**TASK DETAILS:** Pick out every line in the listing below that contains the word "purple". Letter case counts when matching.
□ □ □ □
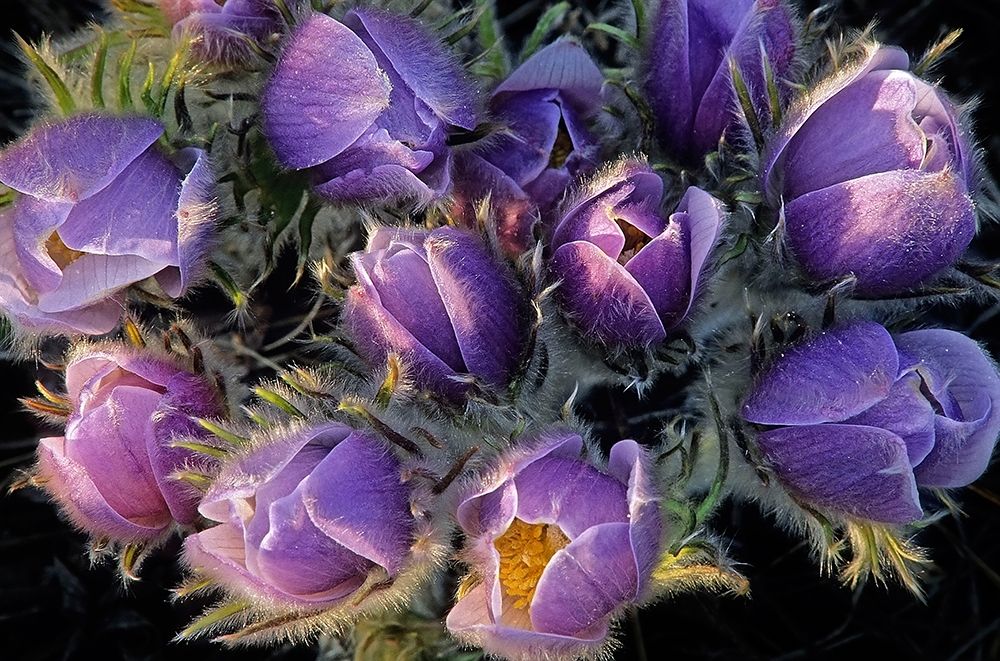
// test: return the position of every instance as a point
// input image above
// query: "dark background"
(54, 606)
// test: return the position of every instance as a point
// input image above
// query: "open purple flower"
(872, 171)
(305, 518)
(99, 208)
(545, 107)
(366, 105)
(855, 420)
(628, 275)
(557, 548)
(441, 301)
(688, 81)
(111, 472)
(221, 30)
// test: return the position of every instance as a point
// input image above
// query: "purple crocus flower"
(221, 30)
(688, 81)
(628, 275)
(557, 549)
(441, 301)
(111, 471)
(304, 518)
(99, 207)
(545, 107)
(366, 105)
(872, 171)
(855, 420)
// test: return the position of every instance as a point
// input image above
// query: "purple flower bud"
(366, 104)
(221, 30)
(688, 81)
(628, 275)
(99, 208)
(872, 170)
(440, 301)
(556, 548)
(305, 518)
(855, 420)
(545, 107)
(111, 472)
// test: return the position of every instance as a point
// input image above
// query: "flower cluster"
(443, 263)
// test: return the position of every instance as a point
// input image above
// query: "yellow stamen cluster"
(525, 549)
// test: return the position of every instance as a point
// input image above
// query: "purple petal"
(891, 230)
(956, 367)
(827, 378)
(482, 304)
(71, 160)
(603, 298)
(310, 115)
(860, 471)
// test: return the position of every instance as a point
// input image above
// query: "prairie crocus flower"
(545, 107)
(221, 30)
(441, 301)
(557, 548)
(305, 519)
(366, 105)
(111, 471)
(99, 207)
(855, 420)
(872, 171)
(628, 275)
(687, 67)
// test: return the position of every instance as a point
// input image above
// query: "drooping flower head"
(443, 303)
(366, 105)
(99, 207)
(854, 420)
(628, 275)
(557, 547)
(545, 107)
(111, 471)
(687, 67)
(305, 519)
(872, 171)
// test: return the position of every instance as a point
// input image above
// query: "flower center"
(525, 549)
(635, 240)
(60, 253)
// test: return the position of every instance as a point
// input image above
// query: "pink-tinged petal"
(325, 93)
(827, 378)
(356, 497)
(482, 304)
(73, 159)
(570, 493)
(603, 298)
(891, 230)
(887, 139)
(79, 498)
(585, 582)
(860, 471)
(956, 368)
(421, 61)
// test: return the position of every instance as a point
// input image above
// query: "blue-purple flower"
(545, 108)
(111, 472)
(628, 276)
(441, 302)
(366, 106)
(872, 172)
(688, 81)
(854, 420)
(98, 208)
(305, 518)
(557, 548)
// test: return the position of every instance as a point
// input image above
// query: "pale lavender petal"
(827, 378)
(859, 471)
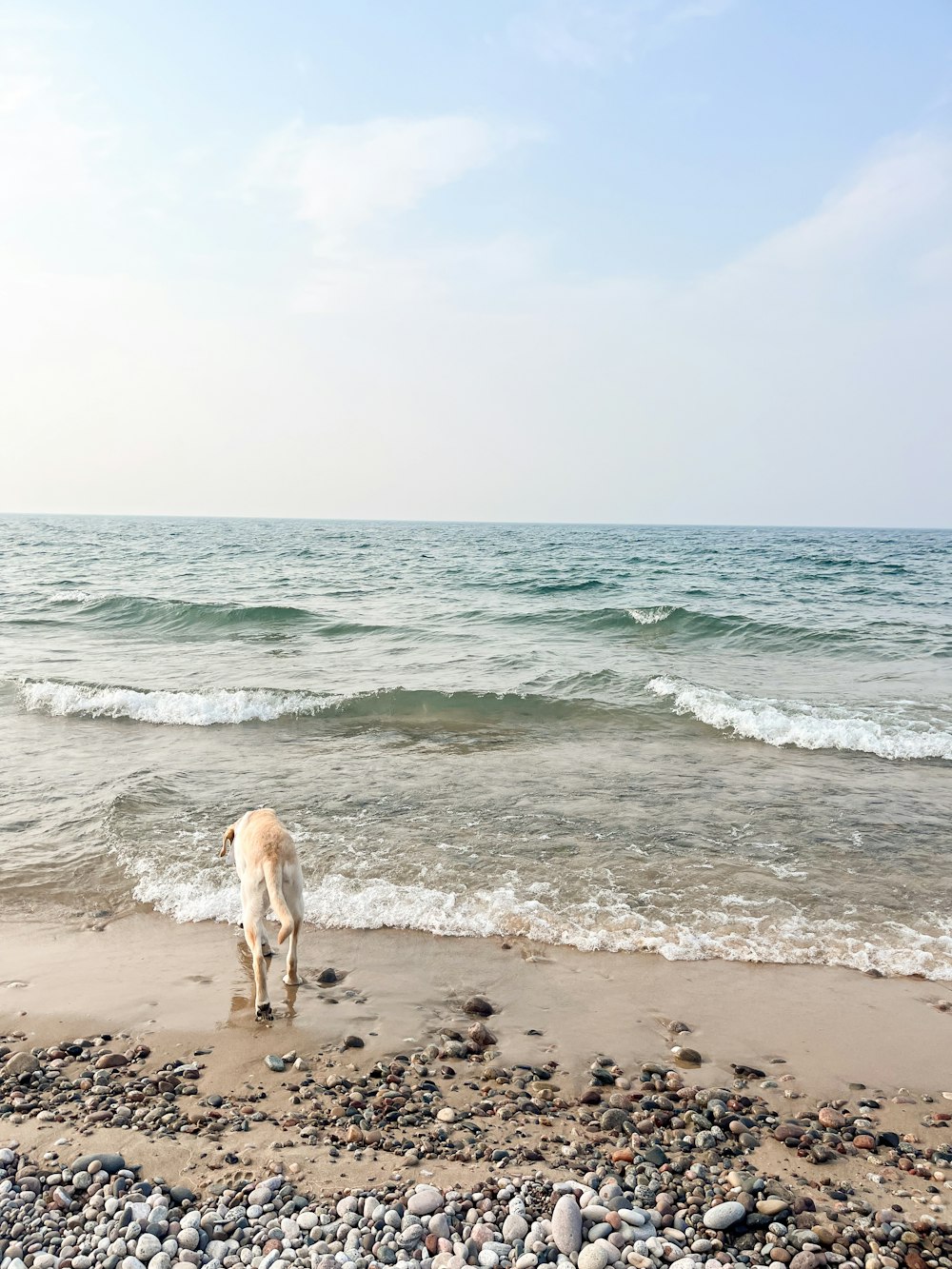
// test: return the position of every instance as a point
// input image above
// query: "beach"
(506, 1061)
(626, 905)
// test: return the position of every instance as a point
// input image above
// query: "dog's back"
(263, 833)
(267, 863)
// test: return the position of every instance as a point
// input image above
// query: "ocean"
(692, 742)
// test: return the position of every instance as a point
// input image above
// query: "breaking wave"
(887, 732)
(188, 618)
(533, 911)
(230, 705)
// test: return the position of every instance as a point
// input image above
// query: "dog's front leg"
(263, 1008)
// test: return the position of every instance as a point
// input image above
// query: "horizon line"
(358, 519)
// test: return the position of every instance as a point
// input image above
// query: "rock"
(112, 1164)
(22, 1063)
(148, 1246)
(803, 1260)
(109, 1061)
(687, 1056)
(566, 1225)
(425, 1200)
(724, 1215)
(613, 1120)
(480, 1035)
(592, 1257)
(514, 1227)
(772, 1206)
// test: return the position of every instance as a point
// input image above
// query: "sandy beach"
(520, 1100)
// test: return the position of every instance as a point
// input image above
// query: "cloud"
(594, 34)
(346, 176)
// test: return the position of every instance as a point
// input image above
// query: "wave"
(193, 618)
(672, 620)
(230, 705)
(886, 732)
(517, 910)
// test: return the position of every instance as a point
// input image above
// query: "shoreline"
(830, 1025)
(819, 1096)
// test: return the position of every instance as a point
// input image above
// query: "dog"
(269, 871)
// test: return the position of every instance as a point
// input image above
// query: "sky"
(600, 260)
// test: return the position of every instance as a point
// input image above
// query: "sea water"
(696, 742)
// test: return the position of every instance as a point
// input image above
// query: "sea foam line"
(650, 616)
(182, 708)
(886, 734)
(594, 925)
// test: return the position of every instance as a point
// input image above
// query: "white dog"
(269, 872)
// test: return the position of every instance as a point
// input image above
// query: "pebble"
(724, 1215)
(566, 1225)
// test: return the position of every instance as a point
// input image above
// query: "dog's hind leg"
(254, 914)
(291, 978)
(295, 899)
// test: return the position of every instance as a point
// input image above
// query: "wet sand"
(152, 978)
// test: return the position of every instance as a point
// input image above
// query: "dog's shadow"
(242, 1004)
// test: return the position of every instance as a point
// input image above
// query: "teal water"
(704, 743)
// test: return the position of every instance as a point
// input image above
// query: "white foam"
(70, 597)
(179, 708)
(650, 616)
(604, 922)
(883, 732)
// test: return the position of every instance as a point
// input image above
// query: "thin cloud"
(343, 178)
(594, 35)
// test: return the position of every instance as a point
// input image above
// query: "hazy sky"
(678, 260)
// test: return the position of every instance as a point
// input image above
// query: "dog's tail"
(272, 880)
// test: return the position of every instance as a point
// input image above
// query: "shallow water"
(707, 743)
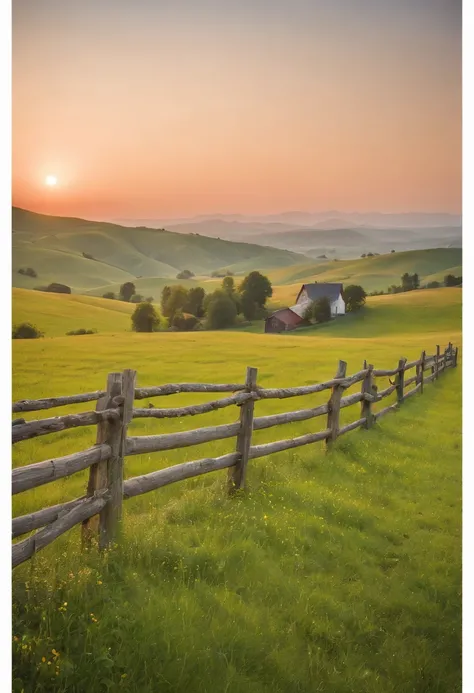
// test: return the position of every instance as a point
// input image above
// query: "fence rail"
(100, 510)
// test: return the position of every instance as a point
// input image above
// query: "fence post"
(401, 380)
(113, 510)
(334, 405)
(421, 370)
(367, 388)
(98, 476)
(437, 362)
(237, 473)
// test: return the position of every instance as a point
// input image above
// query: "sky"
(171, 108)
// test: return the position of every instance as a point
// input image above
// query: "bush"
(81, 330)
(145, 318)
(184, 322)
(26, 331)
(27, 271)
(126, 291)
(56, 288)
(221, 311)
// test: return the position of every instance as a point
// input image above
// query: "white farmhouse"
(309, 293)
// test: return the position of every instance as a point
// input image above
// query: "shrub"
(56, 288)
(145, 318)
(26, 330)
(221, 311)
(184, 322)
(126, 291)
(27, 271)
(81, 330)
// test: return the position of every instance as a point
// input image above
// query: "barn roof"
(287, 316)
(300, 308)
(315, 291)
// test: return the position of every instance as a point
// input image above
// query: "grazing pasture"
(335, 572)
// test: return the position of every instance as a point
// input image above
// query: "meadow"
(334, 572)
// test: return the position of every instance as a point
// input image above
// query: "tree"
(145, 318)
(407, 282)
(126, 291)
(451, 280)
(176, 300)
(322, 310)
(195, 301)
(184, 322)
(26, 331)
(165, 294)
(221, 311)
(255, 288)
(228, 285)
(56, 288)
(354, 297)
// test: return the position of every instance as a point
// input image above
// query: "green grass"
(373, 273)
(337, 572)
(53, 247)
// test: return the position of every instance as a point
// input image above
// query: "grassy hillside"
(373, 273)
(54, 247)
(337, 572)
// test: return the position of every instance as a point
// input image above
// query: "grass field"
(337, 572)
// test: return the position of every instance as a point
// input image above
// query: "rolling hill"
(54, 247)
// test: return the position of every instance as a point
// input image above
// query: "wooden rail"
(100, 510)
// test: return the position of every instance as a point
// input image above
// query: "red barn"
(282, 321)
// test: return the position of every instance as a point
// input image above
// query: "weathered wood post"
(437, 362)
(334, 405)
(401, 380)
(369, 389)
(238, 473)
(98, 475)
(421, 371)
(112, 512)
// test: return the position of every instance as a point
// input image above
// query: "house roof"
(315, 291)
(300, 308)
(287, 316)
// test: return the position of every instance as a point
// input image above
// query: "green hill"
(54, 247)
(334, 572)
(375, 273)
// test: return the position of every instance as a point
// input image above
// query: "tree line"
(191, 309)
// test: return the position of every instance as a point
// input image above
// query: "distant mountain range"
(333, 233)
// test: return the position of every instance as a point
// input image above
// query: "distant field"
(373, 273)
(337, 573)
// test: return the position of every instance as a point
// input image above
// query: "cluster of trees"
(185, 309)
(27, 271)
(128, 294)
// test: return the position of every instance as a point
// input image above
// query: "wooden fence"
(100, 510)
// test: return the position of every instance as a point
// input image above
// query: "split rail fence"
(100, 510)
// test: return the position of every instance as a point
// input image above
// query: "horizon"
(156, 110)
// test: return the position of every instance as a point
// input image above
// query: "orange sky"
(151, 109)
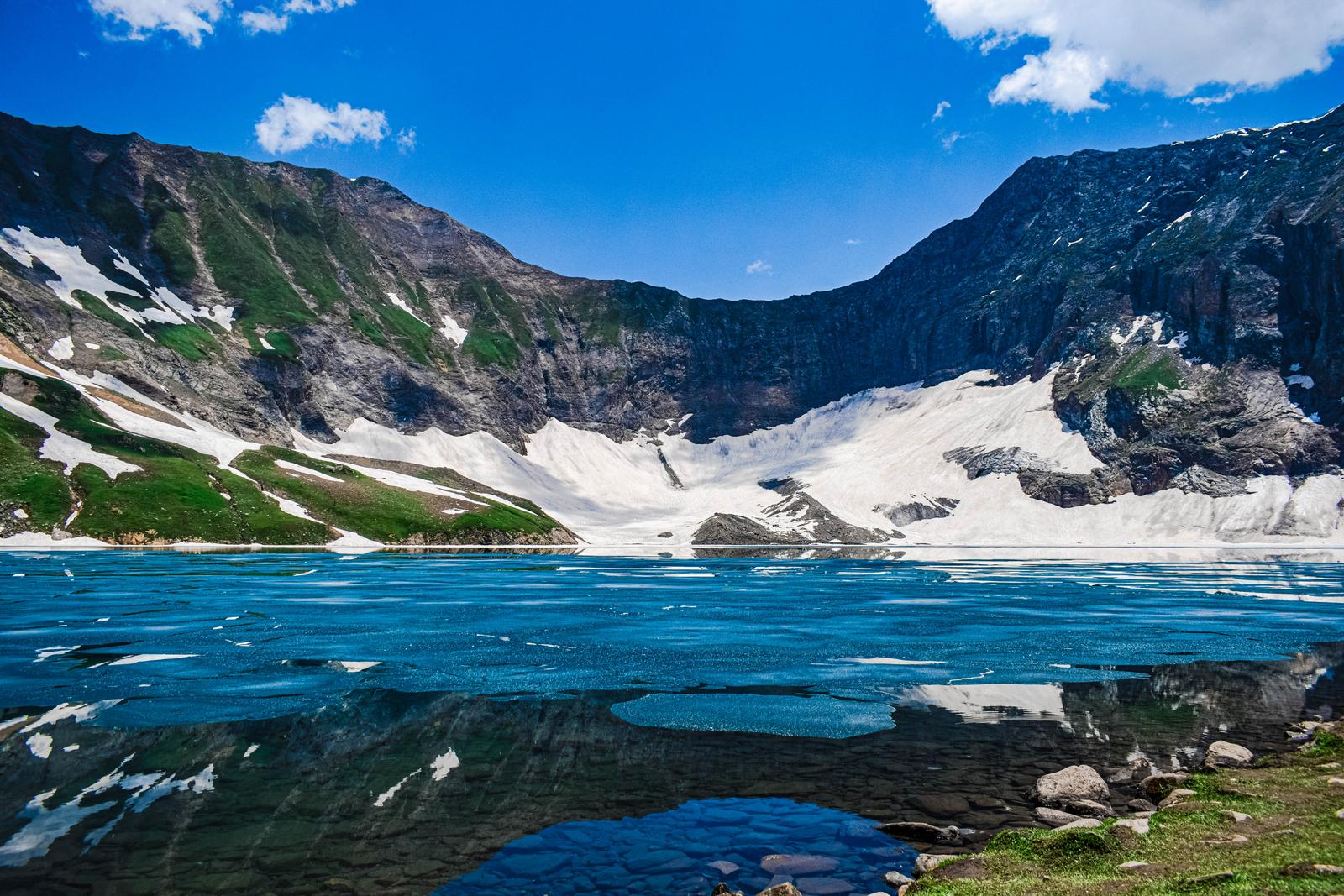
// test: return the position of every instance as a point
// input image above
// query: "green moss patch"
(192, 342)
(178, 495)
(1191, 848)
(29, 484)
□ □ □ □
**RESPONSE TO THIS EXERCISE:**
// query: "open purple flower"
// query: "purple crocus flower"
// query: "purple flower bud"
// query: "purple petal"
// query: "blue-purple flower"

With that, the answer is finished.